▶ _TEXTE DU DOCUMENT_:
Dès qu’il n’est plus le phallus, il peut lui-même avoir une érection. C’est le
versant classique de la perversion exploré par Freud.
Plus tard, une
fois engagé dans la vie sexuelle, s’il impose l’usage d’un fétiche à une femme,
il dénie sa castration et de plus la violence l’excite. C’est ainsi que
s’amorce l’angoisse de la perversion. La violence de cette Père version est un moment essentiel de l’excitation. Pour réussir,
la perversion doit être angoissante. Imposer le fétiche presque par force à une
autre, c’est ne plus être phallus soi-même.
Freud étant
lui-même assez paternel et pas si doux, il a négligé que l’usage du fétiche est
transgressif, coupable. Celui qui transgresse mérite donc une punition, qui est
elle-même excitante. C’est par cette porte qu’entre le père de la Père version
et que la cravache devient un fétiche de premier ordre. Le fétiche comporte
cette double face, maternelle puis paternelle.
Et maintenant,
quel rapport y a-t-il entre le fétiche - comme tenant lieu du phallus
maternel - et le fétiche comme signe du père ? Le premier est la rampe de
lancement du second : l’angoisse maternelle engendre une sorte d’invention
automatique d’un père mythique dispensateur de coups et distributeur de bijoux
qui sont sa marque de propriété. Le fétiche ajoute au moment pulsionnel du
regard et de l’excrémentiel, le moment sado masochiste de la punition. Dans son
deuxième temps paternel, c’est l’instant où l’innocente perversion polymorphe
de l’enfant se métamorphose en Père version adulte angoissante : elle
cherche à troquer sa culpabilité nouvelle contre l’angoisse qu’elle provoque.

▶ _LIGNES EXTRAITES_:
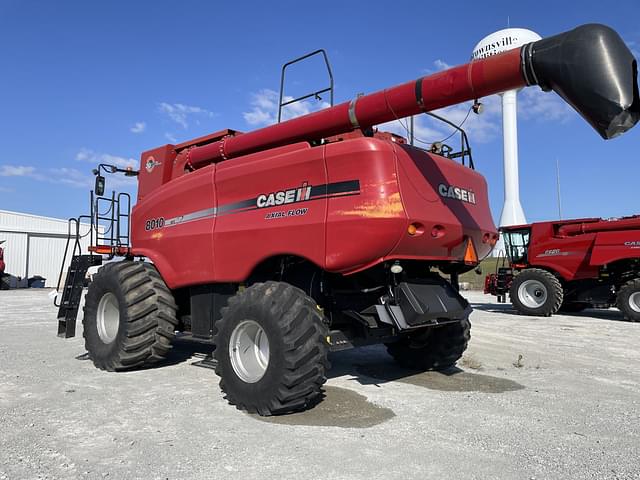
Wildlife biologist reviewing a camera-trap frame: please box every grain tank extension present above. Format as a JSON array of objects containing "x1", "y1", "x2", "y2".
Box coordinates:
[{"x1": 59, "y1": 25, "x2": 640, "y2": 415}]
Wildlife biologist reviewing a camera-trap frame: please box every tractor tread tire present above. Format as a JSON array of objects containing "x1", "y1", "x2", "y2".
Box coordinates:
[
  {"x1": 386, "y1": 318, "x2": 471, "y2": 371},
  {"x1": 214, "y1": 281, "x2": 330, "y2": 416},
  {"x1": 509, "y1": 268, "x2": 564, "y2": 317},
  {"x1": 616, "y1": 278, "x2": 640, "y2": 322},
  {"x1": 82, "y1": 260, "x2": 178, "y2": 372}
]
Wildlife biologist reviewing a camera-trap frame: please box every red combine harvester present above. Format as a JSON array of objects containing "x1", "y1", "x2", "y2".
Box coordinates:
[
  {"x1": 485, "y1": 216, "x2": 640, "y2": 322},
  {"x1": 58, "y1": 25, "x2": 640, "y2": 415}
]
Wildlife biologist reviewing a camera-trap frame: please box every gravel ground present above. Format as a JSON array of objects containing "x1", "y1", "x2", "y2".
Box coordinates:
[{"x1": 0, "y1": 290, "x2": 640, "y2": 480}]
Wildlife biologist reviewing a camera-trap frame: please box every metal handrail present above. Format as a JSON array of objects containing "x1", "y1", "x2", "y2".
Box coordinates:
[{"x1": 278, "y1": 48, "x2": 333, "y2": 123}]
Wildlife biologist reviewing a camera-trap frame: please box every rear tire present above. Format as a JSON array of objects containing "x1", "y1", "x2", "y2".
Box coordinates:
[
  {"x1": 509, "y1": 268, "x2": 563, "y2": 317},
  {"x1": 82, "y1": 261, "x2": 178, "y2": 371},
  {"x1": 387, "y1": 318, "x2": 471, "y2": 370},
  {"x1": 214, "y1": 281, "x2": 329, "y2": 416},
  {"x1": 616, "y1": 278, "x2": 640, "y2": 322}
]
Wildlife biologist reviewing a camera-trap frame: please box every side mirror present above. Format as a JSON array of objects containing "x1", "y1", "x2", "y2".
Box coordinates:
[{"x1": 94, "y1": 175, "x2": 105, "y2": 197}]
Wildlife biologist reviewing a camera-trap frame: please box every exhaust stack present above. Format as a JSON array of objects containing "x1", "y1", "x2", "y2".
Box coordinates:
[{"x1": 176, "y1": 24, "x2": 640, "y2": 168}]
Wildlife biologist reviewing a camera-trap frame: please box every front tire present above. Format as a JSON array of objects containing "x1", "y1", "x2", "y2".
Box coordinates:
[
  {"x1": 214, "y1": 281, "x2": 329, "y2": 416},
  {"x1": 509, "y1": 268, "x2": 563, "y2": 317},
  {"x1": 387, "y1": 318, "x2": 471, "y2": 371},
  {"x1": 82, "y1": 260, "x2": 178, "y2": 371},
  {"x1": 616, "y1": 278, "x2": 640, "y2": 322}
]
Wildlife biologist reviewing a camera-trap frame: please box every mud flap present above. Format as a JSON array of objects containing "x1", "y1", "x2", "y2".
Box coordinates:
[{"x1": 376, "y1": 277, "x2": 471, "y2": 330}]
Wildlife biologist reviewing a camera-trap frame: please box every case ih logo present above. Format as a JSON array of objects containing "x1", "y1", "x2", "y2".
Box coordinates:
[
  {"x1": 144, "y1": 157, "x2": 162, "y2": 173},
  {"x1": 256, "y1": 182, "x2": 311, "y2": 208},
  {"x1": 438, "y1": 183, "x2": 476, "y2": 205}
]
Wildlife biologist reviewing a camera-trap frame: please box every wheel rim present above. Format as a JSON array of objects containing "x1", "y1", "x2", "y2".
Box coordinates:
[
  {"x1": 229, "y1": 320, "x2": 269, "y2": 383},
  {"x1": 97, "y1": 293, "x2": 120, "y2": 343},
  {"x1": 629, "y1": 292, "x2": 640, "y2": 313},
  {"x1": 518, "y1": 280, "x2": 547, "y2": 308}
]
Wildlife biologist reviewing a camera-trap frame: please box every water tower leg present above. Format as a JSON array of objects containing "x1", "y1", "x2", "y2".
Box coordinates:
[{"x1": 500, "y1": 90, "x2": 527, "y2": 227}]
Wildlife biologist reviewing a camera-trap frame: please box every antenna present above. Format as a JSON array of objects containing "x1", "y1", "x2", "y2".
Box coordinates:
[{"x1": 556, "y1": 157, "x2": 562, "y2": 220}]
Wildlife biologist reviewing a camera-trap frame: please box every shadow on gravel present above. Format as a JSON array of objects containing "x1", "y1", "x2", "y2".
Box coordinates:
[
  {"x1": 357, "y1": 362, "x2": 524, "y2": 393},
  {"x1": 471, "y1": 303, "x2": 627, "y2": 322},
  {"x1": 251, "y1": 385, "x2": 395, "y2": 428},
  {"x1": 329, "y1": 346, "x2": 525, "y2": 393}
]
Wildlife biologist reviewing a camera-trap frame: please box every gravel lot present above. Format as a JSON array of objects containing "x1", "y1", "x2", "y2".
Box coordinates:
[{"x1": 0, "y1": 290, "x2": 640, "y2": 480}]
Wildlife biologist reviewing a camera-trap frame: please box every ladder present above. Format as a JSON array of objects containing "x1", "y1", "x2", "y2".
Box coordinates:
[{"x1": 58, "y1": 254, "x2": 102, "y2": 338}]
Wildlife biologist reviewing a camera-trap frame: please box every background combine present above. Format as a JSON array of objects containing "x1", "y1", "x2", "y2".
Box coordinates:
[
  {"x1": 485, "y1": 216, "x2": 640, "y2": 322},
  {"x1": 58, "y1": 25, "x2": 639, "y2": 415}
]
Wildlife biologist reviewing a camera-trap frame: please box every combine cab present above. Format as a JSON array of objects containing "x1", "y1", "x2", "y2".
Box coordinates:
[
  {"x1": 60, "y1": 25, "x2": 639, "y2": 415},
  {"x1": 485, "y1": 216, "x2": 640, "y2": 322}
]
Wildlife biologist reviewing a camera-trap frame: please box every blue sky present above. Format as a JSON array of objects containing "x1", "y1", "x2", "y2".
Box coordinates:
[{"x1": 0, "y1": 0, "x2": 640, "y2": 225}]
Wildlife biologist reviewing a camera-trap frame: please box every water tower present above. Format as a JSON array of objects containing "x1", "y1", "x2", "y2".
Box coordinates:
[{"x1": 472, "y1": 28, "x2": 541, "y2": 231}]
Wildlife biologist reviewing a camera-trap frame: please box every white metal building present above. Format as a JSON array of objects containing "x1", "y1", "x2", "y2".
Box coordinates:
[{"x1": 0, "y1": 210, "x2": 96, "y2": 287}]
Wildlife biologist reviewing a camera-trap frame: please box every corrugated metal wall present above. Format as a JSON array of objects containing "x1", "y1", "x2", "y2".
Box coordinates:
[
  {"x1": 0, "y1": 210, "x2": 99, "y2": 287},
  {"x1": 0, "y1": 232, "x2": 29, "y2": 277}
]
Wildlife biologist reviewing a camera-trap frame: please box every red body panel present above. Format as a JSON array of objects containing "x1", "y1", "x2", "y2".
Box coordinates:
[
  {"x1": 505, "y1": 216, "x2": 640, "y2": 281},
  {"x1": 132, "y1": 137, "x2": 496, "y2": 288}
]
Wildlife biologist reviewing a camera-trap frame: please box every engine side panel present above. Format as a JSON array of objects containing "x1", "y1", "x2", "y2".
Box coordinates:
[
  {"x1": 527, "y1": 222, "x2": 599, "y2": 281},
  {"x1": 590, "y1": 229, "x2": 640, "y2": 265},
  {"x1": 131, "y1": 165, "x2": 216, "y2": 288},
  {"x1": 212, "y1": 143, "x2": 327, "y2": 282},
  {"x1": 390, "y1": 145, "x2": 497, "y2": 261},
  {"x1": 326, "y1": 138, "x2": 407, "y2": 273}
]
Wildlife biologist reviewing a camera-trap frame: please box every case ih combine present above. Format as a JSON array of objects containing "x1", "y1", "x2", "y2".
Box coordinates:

▶ _EXERCICES_:
[1] Résumez en deux phrases le texte sur le fétiche.
[2] Recopiez toutes les phrases du texte sur le fétiche qui contiennent l'expression « Père version ».
[3] Prolongez le texte sur le fétiche à partir de sa dernière phrase.
Les lignes proviennent d'une autre source que le texte.

▶ _RÉPONSES_:
[1] Le fétiche a une double face, d'abord maternelle, comme tenant lieu du phallus maternel, puis paternelle, comme signe du père. Son usage imposé à une autre est transgressif et coupable et appelle une punition elle-même excitante, par laquelle entre le père et se métamorphose la perversion polymorphe de l'enfant en Père version adulte angoissante.

[2]
La violence de cette Père version est un moment essentiel de l'excitation.
C'est par cette porte qu'entre le père de la Père version et que la cravache devient un fétiche de premier ordre.
Dans son deuxième temps paternel, c'est l'instant où l'innocente perversion polymorphe de l'enfant se métamorphose en Père version adulte angoissante : elle cherche à troquer sa culpabilité nouvelle contre l'angoisse qu'elle provoque.

[3]
La perversion proprement dite de l’adulte n’est pas simplement la prolongation
des jeux pervers de l’enfance, par défaut d’imposition du refoulement
secondaire et d’amnésie infantile. Car s’y ajoute maintenant la violence du
moment adolescent qui découvre brusquement le féminin. Provoquer l’angoisse est
son recours majeur face à cette féminité qui le pousse à s’identifier au père.
C’est bien pourquoi la psychiatrie médicolégale donne l’impression que seuls
les hommes sont pervers.
Est-il sûr
que seuls les hommes seraient à proprement parler pervers, comme semble le
montrer les rapports de police ? Je viens de montrer l’importance du
fétichisme du côté féminin, et l’on ne peut oublier cette connexion principale
où d’ailleurs le fétichisme féminin s’épuise : c’est celle de la
maternité, lorsqu’elle fait le choix de l’enfant fétiche. La maternité n’entre
dans aucun programme prescrit de la féminité. Il existe toute sorte de mères,
celles qui revivent leur enfance avec leurs enfants, celles qui en font cadeau
à leurs parents, à leur amant, celles qui fuient leur féminité grâce à la
maternité (etc.) et aussi celles qui font de leur enfant un fétiche. C’est
encore un mauvais tour de la répétition. car les femmes ne se laissent
elles-mêmes crucifier que jusqu’à l’heure de la vengeance : celle de
crucifier leur enfant dont elles font leur fétiche. Marie fut une sœur de
Médée. Elle n’a pourtant pas choisi la même solution. Elle a choisi la père
version religieuse, qui fait du crucifis le fétiche de la chrétienté,
l’aphrodisiaque exposé au dessus de tous les lits matrimoniaux.
[1] Leur modèle secret fut-il Œdipe ? Oedipous, dont le nom signifie « celui qui a les pieds
gonflés », lui que son père attacha par les pieds en haut d’un mont,
l’offrant à la dévoration des bêtes sauvages ?
[2] Celui des perversions proprement dites, telles qu’elles furent
répertoriées par Kraft Ebbing ou Havelock Ellis. On trouve des catalogues
beaucoup plus divertissants sous la plume du Marquis de Sade.
[3] Je ne me serais pas posé cette question si l’accès d’un de ces lieux
ne m’avait pas été interdit parce que je ne portais pas de cravate !
[4] Il existe un fétichisme de l’argent qui à cet égard a une fonction
érotique plus ou moins perverse. C’est elle qui explique l’équation
« phallus = argent ».
[5] Relance mondiale du fétichisme présent dans
toutes les cultures. Les mêmes tendances du maquillage, les mêmes parures, se
retrouvent dans les sarcophages des pharaons, dans les tombeaux des Incas, aux
îles Salomé ou dans la dernière collection de Dior.